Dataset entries
BEGIN

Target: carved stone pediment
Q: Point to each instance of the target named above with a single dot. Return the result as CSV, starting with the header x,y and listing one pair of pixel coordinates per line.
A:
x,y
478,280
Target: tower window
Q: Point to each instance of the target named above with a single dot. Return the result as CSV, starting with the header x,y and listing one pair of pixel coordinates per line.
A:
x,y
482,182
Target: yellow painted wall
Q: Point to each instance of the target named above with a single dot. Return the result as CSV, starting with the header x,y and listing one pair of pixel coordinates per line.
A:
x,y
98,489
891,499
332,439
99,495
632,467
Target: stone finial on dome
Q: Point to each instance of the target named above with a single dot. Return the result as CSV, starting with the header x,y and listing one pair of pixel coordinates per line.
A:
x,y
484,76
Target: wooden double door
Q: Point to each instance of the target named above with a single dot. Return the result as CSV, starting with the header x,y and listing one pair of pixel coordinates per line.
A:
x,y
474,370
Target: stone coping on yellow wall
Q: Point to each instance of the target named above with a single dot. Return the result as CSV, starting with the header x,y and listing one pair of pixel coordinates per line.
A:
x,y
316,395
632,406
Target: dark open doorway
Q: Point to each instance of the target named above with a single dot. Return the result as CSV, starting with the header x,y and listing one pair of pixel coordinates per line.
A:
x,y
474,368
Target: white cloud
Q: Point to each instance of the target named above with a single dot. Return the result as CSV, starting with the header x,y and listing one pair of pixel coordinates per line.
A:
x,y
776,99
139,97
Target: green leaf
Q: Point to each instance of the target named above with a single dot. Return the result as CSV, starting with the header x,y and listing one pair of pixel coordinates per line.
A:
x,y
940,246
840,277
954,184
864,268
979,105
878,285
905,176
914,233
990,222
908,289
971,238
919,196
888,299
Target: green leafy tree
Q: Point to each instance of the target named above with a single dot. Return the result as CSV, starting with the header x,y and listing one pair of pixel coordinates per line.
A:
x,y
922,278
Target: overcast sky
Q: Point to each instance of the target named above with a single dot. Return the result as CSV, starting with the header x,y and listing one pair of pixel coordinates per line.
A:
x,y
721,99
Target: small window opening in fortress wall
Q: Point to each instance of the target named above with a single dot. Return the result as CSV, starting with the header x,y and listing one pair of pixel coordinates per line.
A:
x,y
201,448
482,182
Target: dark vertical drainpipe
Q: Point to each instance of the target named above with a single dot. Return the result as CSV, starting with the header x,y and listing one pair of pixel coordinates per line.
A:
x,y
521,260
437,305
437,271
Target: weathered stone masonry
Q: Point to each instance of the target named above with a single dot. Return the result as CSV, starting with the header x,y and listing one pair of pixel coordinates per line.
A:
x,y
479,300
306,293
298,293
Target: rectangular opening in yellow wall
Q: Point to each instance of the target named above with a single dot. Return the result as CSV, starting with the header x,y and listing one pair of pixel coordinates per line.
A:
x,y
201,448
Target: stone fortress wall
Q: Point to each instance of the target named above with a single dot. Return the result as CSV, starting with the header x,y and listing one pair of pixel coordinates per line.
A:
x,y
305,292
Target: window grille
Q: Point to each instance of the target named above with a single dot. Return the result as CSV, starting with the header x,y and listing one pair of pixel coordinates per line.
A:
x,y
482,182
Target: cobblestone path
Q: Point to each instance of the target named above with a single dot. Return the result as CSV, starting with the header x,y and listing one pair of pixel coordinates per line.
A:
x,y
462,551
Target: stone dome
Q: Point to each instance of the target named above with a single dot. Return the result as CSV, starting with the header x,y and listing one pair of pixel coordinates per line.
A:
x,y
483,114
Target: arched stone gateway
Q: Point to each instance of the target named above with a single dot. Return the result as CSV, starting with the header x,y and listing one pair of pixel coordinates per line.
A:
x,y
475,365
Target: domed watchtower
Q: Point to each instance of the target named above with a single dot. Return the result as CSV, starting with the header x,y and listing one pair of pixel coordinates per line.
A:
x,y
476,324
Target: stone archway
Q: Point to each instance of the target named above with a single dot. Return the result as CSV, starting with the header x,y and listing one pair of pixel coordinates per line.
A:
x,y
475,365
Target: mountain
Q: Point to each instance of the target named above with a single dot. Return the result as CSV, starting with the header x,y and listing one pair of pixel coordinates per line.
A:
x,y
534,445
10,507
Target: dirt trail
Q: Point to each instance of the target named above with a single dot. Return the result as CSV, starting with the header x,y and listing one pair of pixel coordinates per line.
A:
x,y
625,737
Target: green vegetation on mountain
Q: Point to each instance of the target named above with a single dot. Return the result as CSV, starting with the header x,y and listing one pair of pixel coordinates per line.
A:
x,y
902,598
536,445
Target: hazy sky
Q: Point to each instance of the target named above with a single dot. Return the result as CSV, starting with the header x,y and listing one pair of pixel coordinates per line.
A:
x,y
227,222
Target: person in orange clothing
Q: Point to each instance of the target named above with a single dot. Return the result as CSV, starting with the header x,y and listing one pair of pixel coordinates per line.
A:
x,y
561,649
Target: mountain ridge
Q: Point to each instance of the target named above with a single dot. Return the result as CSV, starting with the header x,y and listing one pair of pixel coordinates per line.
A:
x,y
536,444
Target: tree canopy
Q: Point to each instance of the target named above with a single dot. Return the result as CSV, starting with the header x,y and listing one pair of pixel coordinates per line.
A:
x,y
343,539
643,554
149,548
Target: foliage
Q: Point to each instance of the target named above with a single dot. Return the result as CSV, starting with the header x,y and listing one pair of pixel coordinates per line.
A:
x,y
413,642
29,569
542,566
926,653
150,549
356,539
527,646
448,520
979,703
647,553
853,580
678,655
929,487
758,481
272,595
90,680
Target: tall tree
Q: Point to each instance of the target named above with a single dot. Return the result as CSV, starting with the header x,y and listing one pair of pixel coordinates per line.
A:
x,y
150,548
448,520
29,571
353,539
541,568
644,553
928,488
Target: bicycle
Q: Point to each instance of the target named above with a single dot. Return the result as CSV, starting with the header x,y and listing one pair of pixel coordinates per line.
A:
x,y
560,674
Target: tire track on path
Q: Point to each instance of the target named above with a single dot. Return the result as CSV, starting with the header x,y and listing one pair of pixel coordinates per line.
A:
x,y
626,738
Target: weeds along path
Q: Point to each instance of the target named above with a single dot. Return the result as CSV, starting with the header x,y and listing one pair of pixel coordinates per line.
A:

END

Exercise prompt: Return the lines above, from the one containing "Target: tire track on path" to the end, exactly as they stand.

Expected answer:
Target: tire track on path
Q: Point to each instance of the target named above with a single dot. Return the result as CSV, starting with the header x,y and listing one pair of pixel coordinates per line.
A:
x,y
626,738
Target: weeds along path
Q: Point to each instance of the target named above with a single dot. Return the result as CSV, starting with the header x,y and listing one pair of pixel coordinates per line.
A:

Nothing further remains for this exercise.